Copy the records below verbatim, line for line, and leave out the pictures.

RECORD EXTRACTS =>

================================

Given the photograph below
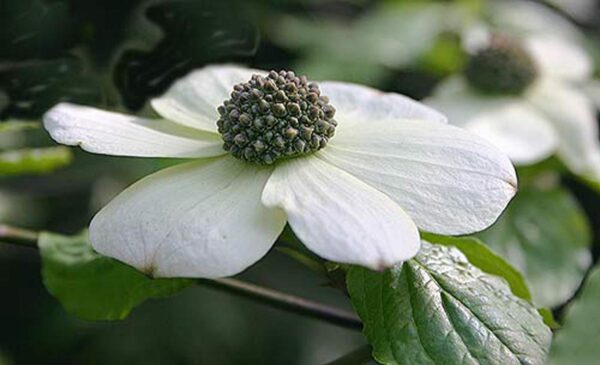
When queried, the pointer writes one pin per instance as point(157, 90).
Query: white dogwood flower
point(355, 172)
point(527, 88)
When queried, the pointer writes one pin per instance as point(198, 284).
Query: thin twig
point(287, 302)
point(359, 356)
point(291, 303)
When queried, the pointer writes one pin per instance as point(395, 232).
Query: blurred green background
point(116, 54)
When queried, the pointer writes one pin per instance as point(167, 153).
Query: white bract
point(556, 114)
point(393, 166)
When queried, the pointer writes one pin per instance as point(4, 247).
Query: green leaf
point(486, 260)
point(34, 160)
point(439, 309)
point(577, 342)
point(95, 287)
point(549, 319)
point(544, 234)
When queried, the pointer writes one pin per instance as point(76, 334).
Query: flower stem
point(286, 302)
point(270, 297)
point(359, 356)
point(18, 236)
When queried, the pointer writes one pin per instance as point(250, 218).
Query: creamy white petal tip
point(339, 217)
point(110, 133)
point(448, 180)
point(199, 219)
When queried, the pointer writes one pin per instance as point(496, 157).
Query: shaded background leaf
point(544, 234)
point(96, 287)
point(577, 342)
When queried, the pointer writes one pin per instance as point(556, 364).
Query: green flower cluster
point(276, 116)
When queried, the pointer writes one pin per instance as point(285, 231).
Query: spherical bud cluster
point(503, 67)
point(275, 116)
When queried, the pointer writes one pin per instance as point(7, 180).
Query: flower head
point(525, 90)
point(502, 67)
point(358, 196)
point(280, 115)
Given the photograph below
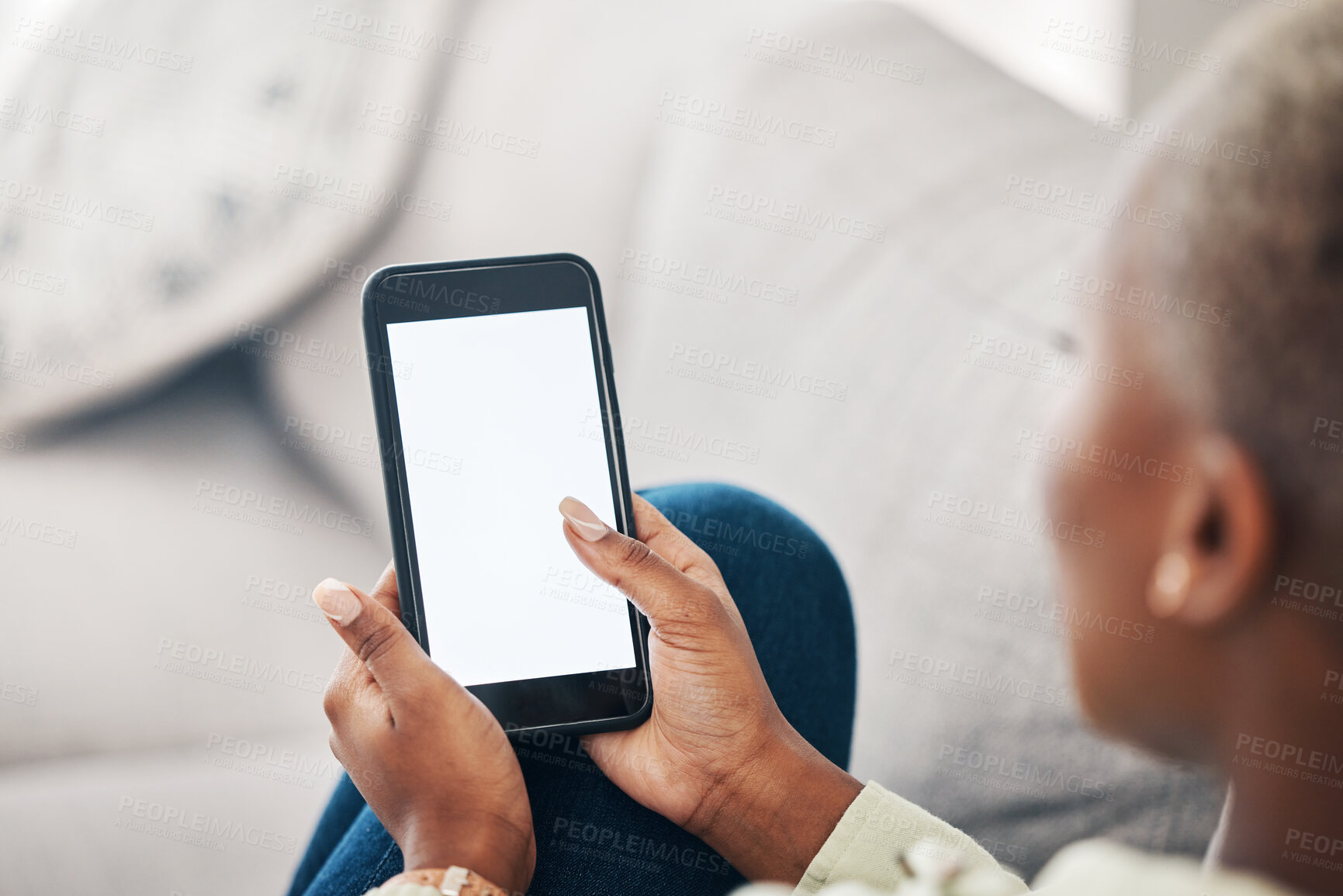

================================

ANSWER TO THE TASK =>
Given the photograph below
When queried, the pointer writes one pin per instance as point(157, 90).
Query: white dogwood flower
point(355, 172)
point(527, 88)
When queried, the pointer writes one pin per instance as point(198, 284).
Query: thin twig
point(287, 302)
point(359, 356)
point(291, 303)
When queried, the pointer writes one pin per instance as point(395, 232).
Query: blurred green background
point(116, 54)
When queried, the pointer writes one pin per instance as point(167, 153).
Query: white bract
point(556, 114)
point(393, 166)
When queried, the pointer writes one pin per instance as point(4, 247).
Query: green leaf
point(486, 260)
point(34, 160)
point(439, 309)
point(577, 342)
point(95, 287)
point(549, 319)
point(544, 234)
When queried, the pointer writes one pin per instance as point(76, 334).
Query: flower stem
point(286, 302)
point(270, 297)
point(359, 356)
point(18, 236)
When queried, the pointer writes one pin per instance as point(250, 218).
Query: creamy white petal tip
point(339, 217)
point(110, 133)
point(448, 180)
point(199, 219)
When queried, the pointer writes one pin per instance as point(496, 157).
Query: shaded background leaf
point(544, 234)
point(96, 287)
point(577, 342)
When queried, the pointer writes one pin per instance as point(556, 364).
Query: green flower cluster
point(276, 116)
When queried, the pointer writes one pin per instance as point(285, 231).
Query: spherical bud cluster
point(503, 67)
point(275, 116)
When queried, the pointer writes one pin per instance as point(7, 180).
Query: flower head
point(525, 90)
point(502, 67)
point(358, 196)
point(280, 115)
Given the photograph below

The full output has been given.